• **Extract provided**
-- -- --
The first thing we noticed was that 137 is one less than 138. We therefore have a difference of one group of 28 between the two calculations. To calculate the answer to 138 x 28, all we have to do is add 28 to 3836 because we know that this is correct. 


Therefore, we don't need to use long multiplication or division methods for the inverse; all we need to be able to do is add two numbers, which we can all do! 


Kim's answer should be 3864.

18th January

18th January 1
A tricky challenge this week! Not just because frequency tables are not part of our every day encounters, but also because lots of our answers included the word 'roughly'. We like exact answers, so this caused some confidence droops straight away! 

The words 'rough estimate' told us that we weren't looking for an exact answer, so we found 'roughly' half of the total number of calls, which was 45-46.  We then noted that this phone call would have been the halfway point in the 60-89 seconds interval, meaning that it was approximately 75 seconds long. Therefore, half of the calls took place before this and would have lasted for less than 75 seconds.
-- -- --
Image point annotation records:
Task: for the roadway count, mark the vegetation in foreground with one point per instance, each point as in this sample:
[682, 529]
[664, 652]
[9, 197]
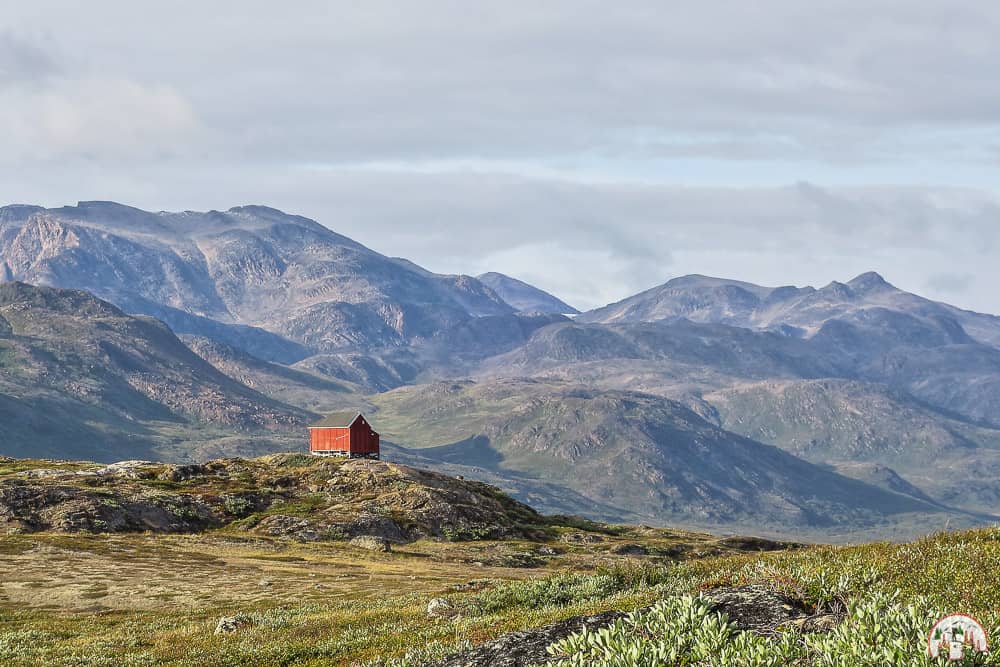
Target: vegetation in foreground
[151, 600]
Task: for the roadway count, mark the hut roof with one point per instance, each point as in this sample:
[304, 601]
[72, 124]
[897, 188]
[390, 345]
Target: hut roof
[341, 419]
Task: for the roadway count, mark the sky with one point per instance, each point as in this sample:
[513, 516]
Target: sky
[594, 149]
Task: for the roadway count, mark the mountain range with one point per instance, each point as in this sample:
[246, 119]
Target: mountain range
[852, 409]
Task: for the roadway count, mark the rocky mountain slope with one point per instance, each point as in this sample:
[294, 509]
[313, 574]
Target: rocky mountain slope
[78, 377]
[524, 297]
[799, 311]
[248, 266]
[648, 454]
[285, 318]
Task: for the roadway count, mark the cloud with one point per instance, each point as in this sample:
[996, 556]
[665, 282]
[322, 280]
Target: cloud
[22, 59]
[102, 119]
[593, 149]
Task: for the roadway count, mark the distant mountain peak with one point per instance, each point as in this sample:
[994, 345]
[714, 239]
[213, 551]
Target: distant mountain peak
[525, 297]
[869, 281]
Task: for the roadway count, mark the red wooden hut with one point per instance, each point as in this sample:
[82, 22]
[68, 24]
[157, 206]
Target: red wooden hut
[343, 434]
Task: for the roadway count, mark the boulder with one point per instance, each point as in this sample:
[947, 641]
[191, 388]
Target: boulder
[630, 550]
[230, 624]
[750, 608]
[580, 538]
[441, 608]
[372, 543]
[757, 608]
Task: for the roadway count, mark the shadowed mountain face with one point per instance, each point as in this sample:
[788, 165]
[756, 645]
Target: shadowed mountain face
[249, 266]
[650, 455]
[80, 378]
[853, 407]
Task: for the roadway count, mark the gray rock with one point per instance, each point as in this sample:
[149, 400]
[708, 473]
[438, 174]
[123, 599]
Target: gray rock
[630, 550]
[750, 608]
[441, 608]
[230, 624]
[520, 649]
[372, 543]
[580, 538]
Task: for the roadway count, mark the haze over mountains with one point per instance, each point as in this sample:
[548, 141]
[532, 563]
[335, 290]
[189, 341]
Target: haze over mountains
[855, 408]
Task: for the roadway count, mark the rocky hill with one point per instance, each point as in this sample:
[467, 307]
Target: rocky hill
[280, 318]
[298, 496]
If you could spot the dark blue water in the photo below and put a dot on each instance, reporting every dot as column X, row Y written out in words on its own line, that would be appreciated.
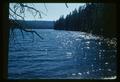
column 60, row 55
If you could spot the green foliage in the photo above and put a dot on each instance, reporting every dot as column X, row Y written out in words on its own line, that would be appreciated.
column 96, row 18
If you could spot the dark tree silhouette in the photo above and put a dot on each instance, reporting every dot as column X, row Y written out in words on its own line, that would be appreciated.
-- -- --
• **Tasks to carry out**
1. According to the maths challenge text, what should Kim's answer be?
2. Please transcribe the part of the maths challenge text that opens with the words containing "18th January 1" and closes with "than 75 seconds.".
3. Translate this sentence from the maths challenge text into Spanish: "The first thing we noticed was that 137 is one less than 138."
This data has no connection to the maths challenge text.

• **The responses**
1. Kim's answer should be 3864.

2.
18th January 1
A tricky challenge this week! Not just because frequency tables are not part of our every day encounters, but also because lots of our answers included the word 'roughly'. We like exact answers, so this caused some confidence droops straight away! 

The words 'rough estimate' told us that we weren't looking for an exact answer, so we found 'roughly' half of the total number of calls, which was 45-46.  We then noted that this phone call would have been the halfway point in the 60-89 seconds interval, meaning that it was approximately 75 seconds long. Therefore, half of the calls took place before this and would have lasted for less than 75 seconds.

3. Lo primero que notamos fue que 137 es uno menos que 138.